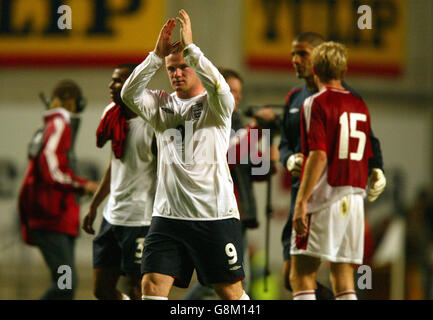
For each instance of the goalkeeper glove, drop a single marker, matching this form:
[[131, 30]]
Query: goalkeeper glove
[[294, 164], [376, 184]]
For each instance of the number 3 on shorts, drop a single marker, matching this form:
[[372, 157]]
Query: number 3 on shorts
[[231, 253], [140, 247]]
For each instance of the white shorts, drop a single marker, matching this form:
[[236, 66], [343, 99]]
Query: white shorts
[[335, 233]]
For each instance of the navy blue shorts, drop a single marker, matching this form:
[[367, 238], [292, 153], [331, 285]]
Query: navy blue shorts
[[119, 247], [287, 231], [176, 247]]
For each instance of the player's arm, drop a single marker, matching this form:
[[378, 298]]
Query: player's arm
[[314, 166], [291, 160], [99, 196], [135, 94], [377, 180], [220, 98], [313, 137]]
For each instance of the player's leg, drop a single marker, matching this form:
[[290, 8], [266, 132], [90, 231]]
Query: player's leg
[[105, 282], [200, 292], [131, 241], [303, 273], [343, 283], [164, 261], [57, 250], [106, 263], [231, 291], [156, 286], [349, 218], [217, 252], [322, 292]]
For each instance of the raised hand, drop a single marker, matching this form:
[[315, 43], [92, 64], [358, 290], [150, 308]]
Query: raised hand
[[185, 28], [164, 46]]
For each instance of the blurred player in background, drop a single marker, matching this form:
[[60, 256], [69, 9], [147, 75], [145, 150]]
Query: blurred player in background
[[241, 174], [329, 210], [130, 180], [48, 207], [195, 222], [290, 146]]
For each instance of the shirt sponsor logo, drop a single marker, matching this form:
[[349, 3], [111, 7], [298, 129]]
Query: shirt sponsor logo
[[196, 111]]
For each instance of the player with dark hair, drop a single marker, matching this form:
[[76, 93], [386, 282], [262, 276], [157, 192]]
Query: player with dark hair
[[49, 211], [290, 146], [130, 182], [329, 210], [195, 221]]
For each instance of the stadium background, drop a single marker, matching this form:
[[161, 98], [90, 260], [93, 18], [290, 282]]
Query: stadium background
[[391, 65]]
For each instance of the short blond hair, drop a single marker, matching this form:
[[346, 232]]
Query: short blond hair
[[330, 61]]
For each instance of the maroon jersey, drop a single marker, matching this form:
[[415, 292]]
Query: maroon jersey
[[47, 195], [337, 122]]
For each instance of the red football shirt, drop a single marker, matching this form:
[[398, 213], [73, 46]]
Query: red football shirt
[[337, 122]]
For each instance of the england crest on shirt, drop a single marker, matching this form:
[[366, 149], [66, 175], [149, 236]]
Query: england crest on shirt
[[196, 111]]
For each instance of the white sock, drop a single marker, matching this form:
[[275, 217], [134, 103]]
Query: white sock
[[305, 295], [143, 297], [346, 295], [244, 296]]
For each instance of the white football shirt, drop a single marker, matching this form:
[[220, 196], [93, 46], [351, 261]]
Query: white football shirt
[[133, 178], [194, 181]]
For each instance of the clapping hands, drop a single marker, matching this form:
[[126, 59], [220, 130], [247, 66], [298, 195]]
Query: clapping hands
[[164, 45]]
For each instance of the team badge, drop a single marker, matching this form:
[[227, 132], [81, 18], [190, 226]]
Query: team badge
[[344, 207], [196, 111]]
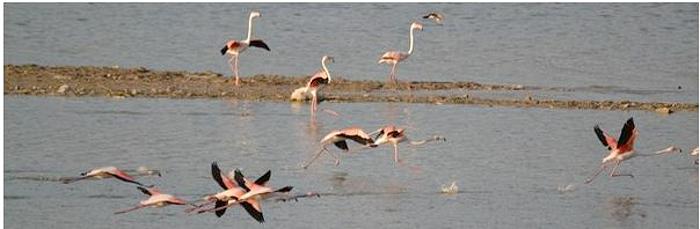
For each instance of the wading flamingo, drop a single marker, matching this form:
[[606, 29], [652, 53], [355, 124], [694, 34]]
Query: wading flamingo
[[102, 173], [231, 194], [235, 48], [621, 149], [394, 57], [338, 138], [694, 153], [392, 134], [318, 81], [157, 199], [435, 16]]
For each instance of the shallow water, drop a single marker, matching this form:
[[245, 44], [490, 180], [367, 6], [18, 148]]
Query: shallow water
[[619, 48], [511, 165]]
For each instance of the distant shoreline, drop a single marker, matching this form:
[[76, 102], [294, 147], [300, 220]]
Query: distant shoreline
[[141, 82]]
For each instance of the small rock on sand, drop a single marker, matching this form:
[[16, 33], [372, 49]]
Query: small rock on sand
[[62, 89]]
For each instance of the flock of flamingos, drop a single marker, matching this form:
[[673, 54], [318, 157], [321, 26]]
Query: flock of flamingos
[[239, 190]]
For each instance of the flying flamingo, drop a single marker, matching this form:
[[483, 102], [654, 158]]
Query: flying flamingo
[[157, 199], [435, 16], [392, 134], [235, 48], [318, 81], [338, 138], [394, 57], [621, 149], [254, 190], [231, 194], [102, 173]]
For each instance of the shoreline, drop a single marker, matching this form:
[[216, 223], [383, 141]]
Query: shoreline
[[142, 82]]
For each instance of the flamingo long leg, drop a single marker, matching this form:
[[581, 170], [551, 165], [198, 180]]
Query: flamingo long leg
[[421, 142], [131, 209], [589, 179], [337, 158], [68, 180], [314, 103], [207, 203], [396, 153], [296, 197], [216, 209], [332, 112]]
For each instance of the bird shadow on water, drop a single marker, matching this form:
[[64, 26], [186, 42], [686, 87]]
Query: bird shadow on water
[[621, 209]]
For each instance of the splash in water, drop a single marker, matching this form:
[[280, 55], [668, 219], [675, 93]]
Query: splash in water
[[451, 189]]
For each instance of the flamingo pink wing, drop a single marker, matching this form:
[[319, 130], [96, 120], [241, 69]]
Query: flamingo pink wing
[[604, 138]]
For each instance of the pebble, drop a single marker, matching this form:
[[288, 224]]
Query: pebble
[[62, 89]]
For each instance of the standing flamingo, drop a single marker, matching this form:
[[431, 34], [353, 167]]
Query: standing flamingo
[[392, 134], [695, 153], [338, 138], [235, 48], [621, 149], [318, 81], [394, 57], [157, 199], [102, 173], [231, 194]]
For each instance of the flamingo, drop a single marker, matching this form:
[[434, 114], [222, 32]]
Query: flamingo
[[231, 194], [621, 149], [392, 134], [318, 81], [157, 199], [235, 48], [338, 138], [394, 57], [694, 153], [103, 173], [254, 191], [435, 16]]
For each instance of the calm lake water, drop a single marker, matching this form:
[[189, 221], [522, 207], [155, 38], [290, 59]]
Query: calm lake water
[[509, 164], [615, 51]]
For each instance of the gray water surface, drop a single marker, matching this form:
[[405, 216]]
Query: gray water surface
[[621, 49], [509, 164]]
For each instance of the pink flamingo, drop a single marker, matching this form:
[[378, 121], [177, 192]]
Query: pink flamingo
[[255, 190], [103, 173], [394, 57], [621, 149], [231, 195], [338, 138], [157, 199], [435, 16], [392, 134], [235, 48], [318, 81]]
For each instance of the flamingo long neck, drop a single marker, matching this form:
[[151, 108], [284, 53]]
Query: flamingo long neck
[[410, 41], [325, 69], [250, 28]]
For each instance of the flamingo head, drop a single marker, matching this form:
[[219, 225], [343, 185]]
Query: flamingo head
[[416, 25], [255, 14]]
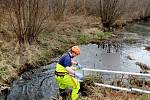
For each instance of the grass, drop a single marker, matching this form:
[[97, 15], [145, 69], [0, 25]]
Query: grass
[[103, 35]]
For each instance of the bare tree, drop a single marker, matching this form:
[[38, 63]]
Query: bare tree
[[57, 8], [27, 18], [110, 11]]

__Istruzioni esercizio__. Puoi riscrivere tutti i record qui sopra sostituendo "drop a single marker" con "place one marker", senza cambiare nient'altro? Ometti le immagini dalla risposta.

__Risposta qui sotto__.
For each instance of the goalkeeper glove, place one marker, matching this form:
[[131, 30]]
Query: goalkeeper glove
[[294, 164], [376, 184]]
For each instance of the number 3 on shorts, place one marker, matching this form:
[[372, 157]]
Query: number 3 on shorts
[[231, 253], [140, 247]]
For each instance of the white shorts, place one marker, matching this form:
[[236, 66], [343, 99]]
Query: white shorts
[[335, 233]]
For each instance of the navy blue shorts, place one marker, matching this form:
[[367, 238], [292, 153], [331, 285]]
Query: navy blue shorts
[[119, 247], [287, 231], [176, 247]]
For each instance of the player's arm, place one marker, matching this form:
[[378, 298]]
Query: player's arm
[[314, 166], [291, 160], [99, 196], [135, 94], [377, 180], [220, 98], [313, 137]]
For each instance of the player's leg, place one marker, matching this form:
[[290, 8], [266, 132], [90, 231]]
Query: player's leg
[[105, 282], [200, 292], [131, 241], [303, 273], [343, 283], [164, 261], [57, 250], [106, 263], [231, 291], [156, 286], [349, 218], [217, 252], [322, 292]]
For each instance of the raised hand, place one marker, matching this form:
[[315, 43], [92, 64], [358, 290], [150, 308]]
Query: raised hand
[[185, 28], [164, 46]]
For each instance of the blurred player in background, place one marker, matching this form:
[[60, 256], [69, 9], [147, 75], [145, 150]]
Query: blurred player in background
[[241, 174], [329, 210], [130, 180], [48, 207], [195, 222], [290, 146]]
For each instance of the shirt sponsor logo, place one marker, matching this form:
[[349, 3], [111, 7], [298, 129]]
Query: shirt sponsor logo
[[196, 111]]
For each instance of the player with dark hair, place one marker, matching this form:
[[76, 93], [386, 282], [262, 276], [157, 192]]
Query: player with dark hair
[[49, 211], [290, 146], [130, 182], [329, 210], [195, 221]]
For each instance of the stadium background, place one marker, matching this form:
[[161, 98], [90, 260], [93, 18], [290, 282]]
Query: stadium background
[[391, 65]]
For each instance of the short blond hair, place one marker, matching this form:
[[346, 232]]
Query: short blond hair
[[330, 61]]
For each instance of the maroon jersey, place one marker, matching this form:
[[415, 292]]
Query: maroon jersey
[[47, 195], [337, 122]]
For each instance of the red football shirt, place one marker, matching this form:
[[398, 213], [73, 46]]
Query: red football shirt
[[337, 122]]
For each instance of the england crest on shirt, place one marker, matching this form:
[[366, 149], [66, 175], [149, 236]]
Query: england crest on shirt
[[196, 111]]
For each instance of the white sock, place one marker, matching this form:
[[275, 217], [134, 103]]
Query: white sock
[[305, 295], [143, 297], [346, 295], [244, 296]]
For each instance of the white football shirt, place one marker, matching this form:
[[220, 196], [93, 46], [351, 261]]
Query: white football shirt
[[133, 178], [194, 181]]
For each instance of the clapping hands, place one marker, matching this form:
[[126, 59], [220, 130], [247, 66], [298, 195]]
Query: clapping hands
[[164, 45]]
For each instance of the team badge, place one marker, matching this form:
[[227, 132], [81, 18], [190, 226]]
Query: team badge
[[344, 207], [196, 111]]
For each instance of the wading flamingo, place one marker, matching this form:
[[606, 29], [652, 53], [355, 124], [694, 34]]
Query: wading flamingo
[[102, 173], [231, 194], [235, 48], [621, 149], [394, 57], [338, 138], [694, 153], [392, 134], [318, 81], [157, 199], [435, 16]]
For each instance of the shallow water, place one marker, matching this form:
[[245, 44], [490, 180], [367, 6], [18, 148]]
Query: shallow water
[[619, 48], [511, 165]]
For each instance of the distant shoreline, place one marker, matching this form:
[[76, 102], [294, 147], [300, 220]]
Query: distant shoreline
[[141, 82]]
For each instance of the small rock on sand, place one marker, matching this form:
[[16, 33], [372, 49]]
Query: small rock on sand
[[62, 89]]
For each instance of the flock of flamingos, place one marker, matching this form:
[[673, 54], [318, 157], [321, 26]]
Query: flock of flamingos
[[239, 190]]
For each instance of the flying flamingo, place one marker, matching this form:
[[483, 102], [654, 158]]
Query: flying flamingo
[[157, 199], [435, 16], [392, 134], [235, 48], [318, 81], [338, 138], [394, 57], [621, 149], [254, 190], [231, 194], [102, 173]]
For each instance of the shoreline, place one marker, matching this form:
[[216, 223], [383, 141]]
Query: shoreline
[[142, 82]]
For each instance of the flamingo long leg, place one marker, matching this form:
[[581, 170], [551, 165], [198, 180]]
Query: flamingo long leg
[[421, 142], [131, 209], [589, 179], [337, 158], [68, 180], [314, 103], [207, 203], [396, 153], [296, 197], [216, 209], [332, 112]]
For each instance of the bird shadow on water, place one marker, matching this form:
[[64, 26], [186, 42], [686, 87]]
Query: bird shadow on water
[[621, 209]]
For each instance of the splash in water, place one marker, matching this form:
[[280, 55], [668, 219], [675, 93]]
Query: splash in water
[[451, 189]]
For each instance of the flamingo pink wing, place one marker, matching this form:
[[319, 130], [96, 120], [241, 69]]
Query: flamingo pink wing
[[604, 138]]
For each instance of the pebble, place one marker, matching this form:
[[288, 224]]
Query: pebble
[[62, 89]]
For each instance of the standing flamingo, place one marker, matching this form:
[[431, 34], [353, 167]]
Query: standing flamingo
[[392, 134], [695, 153], [338, 138], [235, 48], [621, 149], [318, 81], [394, 57], [157, 199], [102, 173], [231, 194]]
For each instance of the flamingo, place one marker, matching this form:
[[434, 114], [222, 32]]
Query: flamingo
[[231, 194], [621, 149], [392, 134], [318, 81], [157, 199], [235, 48], [338, 138], [394, 57], [694, 153], [103, 173], [254, 191], [435, 16]]
For each instance of the calm lake water, place one marker, matching this form:
[[189, 221], [522, 207], [155, 38], [290, 59]]
Query: calm lake water
[[509, 164], [615, 51]]
For each instance of the gray water surface, place one marker, matching this form:
[[405, 216]]
Query: gray water surface
[[621, 49], [509, 164]]
For each instance of the pink flamingo, place one marker, matching this form:
[[378, 121], [177, 192]]
Query: pink flamingo
[[255, 190], [103, 173], [394, 57], [621, 149], [231, 195], [338, 138], [157, 199], [435, 16], [392, 134], [235, 48], [318, 81]]
For each instance of the flamingo long neck, place one marker, matching this form:
[[151, 108], [284, 53]]
Query: flamingo long neck
[[410, 41], [325, 69], [250, 28]]
For each instance of the flamingo head, place one marker, matching this form:
[[219, 225], [343, 185]]
Query: flamingo head
[[416, 25], [255, 14]]
For each instance of the grass, place one marker, matching this form:
[[97, 15], [145, 69], [0, 25]]
Query: grass
[[103, 35]]
For each instance of the bare tree, place one marker, matching this form:
[[38, 63]]
Query: bare tree
[[57, 8], [27, 18], [110, 11]]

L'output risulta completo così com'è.